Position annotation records

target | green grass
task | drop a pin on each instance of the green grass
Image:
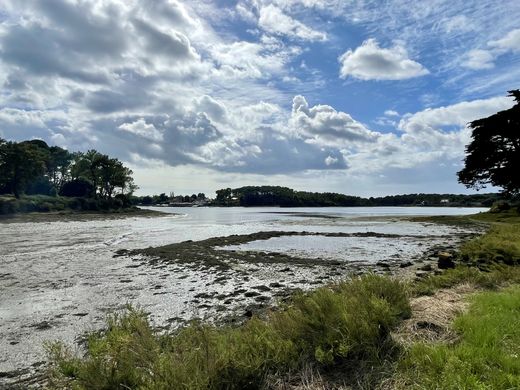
(486, 357)
(9, 205)
(494, 276)
(347, 324)
(500, 244)
(344, 328)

# Set problem:
Convert every line of the rows above into a JSON list of strings, one string per line, with blank lines omitted. Leave the pictures out of the list.

# Result:
[
  "target | green grass",
  "task | drop a pin on each instance of the green grass",
  "Image:",
  "(486, 357)",
  "(9, 205)",
  "(494, 276)",
  "(347, 324)",
  "(500, 244)",
  "(344, 328)"
]